__Liste des activités__:
A. Pouvez-vous citer mot pour mot, dans le texte sur la préparation à la crise, le passage qui va de « C’est là qu’intervient » jusqu'à « pendant la crise. » inclus ?
B. Pouvez-vous poursuivre le texte sur la préparation à la crise à partir de sa dernière phrase ?

__Passage source__:
________________________________________

2. Se préparer à la crise

Si la crise est inévitable, s’enclenche la deuxième phase. Celle où l’on se prépare. Et revoici notre pêcheur, qui met son gilet de sauvetage dans son sac. S’agissant des organisations, cette préparation à la crise peut prendre les formes les plus diverses. Les mesures à mettre en oeuvre dépendent du niveau de danger.
C’est là qu’intervient le manuel de crise, qui ne doit pas forcément être surdimensionné. Soyez concis, constituez votre état-major de crise, rassemblez les coordonnées (adresses e-mail, numéros de téléphone, etc.) des personnes clés et définissez les règles de comportement à observer pendant la crise.

________________________________________

Éléments du jeu de données stockés:
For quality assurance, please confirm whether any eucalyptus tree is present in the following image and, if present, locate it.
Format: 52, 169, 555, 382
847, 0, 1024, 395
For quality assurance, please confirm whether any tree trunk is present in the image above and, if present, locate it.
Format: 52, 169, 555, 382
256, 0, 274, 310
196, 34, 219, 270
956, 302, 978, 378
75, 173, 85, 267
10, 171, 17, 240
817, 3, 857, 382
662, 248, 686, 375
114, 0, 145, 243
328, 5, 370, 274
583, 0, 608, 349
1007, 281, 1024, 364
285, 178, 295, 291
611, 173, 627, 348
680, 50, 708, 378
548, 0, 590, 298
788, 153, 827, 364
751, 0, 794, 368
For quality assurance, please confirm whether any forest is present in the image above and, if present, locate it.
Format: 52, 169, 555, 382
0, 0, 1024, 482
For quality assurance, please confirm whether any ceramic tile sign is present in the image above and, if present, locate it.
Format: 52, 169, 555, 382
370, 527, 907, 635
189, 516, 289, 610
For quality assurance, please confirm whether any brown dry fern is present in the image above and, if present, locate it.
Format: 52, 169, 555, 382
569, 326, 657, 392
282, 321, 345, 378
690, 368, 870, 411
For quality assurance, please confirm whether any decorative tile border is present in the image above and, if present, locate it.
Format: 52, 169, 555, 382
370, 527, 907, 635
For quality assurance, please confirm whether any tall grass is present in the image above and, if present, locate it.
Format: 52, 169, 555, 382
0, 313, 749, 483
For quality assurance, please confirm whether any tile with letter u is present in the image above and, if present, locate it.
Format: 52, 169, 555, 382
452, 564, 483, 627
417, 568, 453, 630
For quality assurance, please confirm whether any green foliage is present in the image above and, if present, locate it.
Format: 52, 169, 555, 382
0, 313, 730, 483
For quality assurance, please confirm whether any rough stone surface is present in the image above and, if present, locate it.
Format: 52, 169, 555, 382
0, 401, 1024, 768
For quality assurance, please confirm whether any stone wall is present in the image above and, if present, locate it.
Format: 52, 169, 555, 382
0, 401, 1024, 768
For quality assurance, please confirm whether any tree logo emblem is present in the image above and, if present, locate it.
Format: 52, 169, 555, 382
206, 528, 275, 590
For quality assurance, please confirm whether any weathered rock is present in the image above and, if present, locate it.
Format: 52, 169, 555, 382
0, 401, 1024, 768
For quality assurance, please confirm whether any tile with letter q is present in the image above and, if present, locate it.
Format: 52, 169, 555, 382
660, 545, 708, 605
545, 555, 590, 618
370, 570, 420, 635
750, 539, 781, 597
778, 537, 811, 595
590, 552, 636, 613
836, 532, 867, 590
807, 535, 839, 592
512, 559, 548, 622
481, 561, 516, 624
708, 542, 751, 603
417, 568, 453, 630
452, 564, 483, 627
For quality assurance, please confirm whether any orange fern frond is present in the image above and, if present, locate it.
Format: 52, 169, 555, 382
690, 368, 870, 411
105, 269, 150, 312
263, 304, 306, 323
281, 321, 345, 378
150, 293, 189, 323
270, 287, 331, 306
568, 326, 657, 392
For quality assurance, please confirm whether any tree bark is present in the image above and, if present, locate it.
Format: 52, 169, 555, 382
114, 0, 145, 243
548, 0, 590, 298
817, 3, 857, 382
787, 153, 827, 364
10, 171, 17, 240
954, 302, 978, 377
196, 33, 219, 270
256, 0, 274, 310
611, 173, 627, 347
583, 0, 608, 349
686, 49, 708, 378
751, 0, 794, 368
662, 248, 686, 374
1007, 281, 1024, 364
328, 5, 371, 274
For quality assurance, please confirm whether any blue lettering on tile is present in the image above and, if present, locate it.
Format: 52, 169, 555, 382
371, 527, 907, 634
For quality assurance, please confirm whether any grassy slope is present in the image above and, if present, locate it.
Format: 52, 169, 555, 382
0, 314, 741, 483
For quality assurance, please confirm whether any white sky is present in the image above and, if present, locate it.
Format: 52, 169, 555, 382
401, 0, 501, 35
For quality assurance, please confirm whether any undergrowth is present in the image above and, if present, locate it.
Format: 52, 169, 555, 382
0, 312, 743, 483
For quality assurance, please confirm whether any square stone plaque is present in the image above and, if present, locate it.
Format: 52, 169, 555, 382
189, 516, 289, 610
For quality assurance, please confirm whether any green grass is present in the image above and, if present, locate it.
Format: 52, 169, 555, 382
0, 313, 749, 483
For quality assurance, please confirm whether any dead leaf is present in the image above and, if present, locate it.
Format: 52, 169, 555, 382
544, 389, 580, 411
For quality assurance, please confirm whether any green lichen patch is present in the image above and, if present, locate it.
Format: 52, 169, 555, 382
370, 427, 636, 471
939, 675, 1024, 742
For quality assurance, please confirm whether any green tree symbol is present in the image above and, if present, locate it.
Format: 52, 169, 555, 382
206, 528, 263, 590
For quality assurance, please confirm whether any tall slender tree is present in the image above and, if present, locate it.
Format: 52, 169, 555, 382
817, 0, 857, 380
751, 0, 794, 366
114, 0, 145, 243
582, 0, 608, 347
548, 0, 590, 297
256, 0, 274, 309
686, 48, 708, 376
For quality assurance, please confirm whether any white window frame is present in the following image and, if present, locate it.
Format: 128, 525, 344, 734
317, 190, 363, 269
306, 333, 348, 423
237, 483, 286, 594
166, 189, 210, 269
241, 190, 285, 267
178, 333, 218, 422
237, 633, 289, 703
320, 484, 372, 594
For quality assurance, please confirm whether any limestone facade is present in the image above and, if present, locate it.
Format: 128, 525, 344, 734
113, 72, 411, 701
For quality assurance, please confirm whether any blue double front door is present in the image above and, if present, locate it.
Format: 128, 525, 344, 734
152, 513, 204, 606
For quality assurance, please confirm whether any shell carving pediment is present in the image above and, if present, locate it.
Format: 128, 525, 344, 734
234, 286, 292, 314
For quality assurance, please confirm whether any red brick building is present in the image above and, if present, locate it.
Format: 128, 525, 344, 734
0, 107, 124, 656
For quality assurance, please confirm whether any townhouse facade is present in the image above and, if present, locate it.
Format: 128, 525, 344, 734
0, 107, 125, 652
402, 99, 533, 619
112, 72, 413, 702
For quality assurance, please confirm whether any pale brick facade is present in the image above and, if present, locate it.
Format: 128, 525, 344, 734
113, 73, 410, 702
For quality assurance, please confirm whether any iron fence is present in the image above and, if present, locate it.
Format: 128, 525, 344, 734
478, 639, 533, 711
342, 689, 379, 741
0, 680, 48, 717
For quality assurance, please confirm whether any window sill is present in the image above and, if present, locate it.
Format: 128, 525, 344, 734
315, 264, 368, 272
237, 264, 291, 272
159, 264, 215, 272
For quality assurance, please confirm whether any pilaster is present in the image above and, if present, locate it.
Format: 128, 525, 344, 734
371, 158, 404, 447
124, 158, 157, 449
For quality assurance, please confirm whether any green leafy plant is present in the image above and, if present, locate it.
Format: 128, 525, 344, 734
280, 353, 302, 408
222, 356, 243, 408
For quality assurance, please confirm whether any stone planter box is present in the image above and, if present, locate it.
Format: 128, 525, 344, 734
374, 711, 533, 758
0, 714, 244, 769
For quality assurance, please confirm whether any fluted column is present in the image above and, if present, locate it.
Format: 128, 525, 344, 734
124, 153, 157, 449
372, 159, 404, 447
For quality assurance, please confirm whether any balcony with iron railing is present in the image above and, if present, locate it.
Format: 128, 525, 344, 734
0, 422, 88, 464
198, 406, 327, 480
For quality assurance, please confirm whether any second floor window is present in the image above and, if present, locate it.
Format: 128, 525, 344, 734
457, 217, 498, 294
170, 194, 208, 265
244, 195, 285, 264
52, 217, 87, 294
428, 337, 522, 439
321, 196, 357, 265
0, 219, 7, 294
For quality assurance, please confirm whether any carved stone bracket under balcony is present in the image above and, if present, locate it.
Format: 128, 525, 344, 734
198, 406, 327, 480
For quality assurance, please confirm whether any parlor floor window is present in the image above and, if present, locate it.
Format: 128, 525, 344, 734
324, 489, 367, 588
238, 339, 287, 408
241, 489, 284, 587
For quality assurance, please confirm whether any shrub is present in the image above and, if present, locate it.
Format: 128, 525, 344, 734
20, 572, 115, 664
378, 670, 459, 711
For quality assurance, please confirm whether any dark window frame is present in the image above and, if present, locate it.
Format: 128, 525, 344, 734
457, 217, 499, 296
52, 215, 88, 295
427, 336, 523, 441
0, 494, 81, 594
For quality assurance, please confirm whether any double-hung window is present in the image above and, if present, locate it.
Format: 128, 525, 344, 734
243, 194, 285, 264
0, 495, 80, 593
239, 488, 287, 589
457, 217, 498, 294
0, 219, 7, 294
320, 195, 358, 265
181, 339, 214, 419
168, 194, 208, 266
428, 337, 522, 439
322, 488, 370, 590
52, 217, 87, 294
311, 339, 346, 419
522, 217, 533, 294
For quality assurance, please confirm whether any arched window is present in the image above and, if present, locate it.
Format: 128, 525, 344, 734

________________________________________

__Liste des réponses__:
A.
C’est là qu’intervient le manuel de crise, qui ne doit pas forcément être surdimensionné. Soyez concis, constituez votre état-major de crise, rassemblez les coordonnées (adresses e-mail, numéros de téléphone, etc.) des personnes clés et définissez les règles de comportement à observer pendant la crise.

B.
3. Gérer la crise

Une fois la crise déclarée, évitez à tout prix de paniquer. Une crise se gère la tête froide. Si l’embarcation prend l’eau, le pêcheur ne doit pas se jeter par-dessus bord, mais faire le point de la situation. Par où et à quelle vitesse l’eau montet-elle ? Comment pourrait-on colmater cette voie d’eau ? Assurez-vous de la fiabilité des informations sur la base desquelles vous faites le point. Le pêcheur doit pouvoir s’appuyer sur un équipage qui fonctionne, tout en ayant besoin d’instructions claires. Il en va de même pour les entreprises et les associations. Donnez à vos collaboratrices et collaborateurs, à vos membres ainsi qu’aux médias des informations claires. Et surtout : jamais de mensonges ! Le pêcheur n’a aucun intérêt à faire croire à ses matelots qu’il n’y a pas de voie d’eau alors qu’ils ont de l’eau jusqu’aux genoux.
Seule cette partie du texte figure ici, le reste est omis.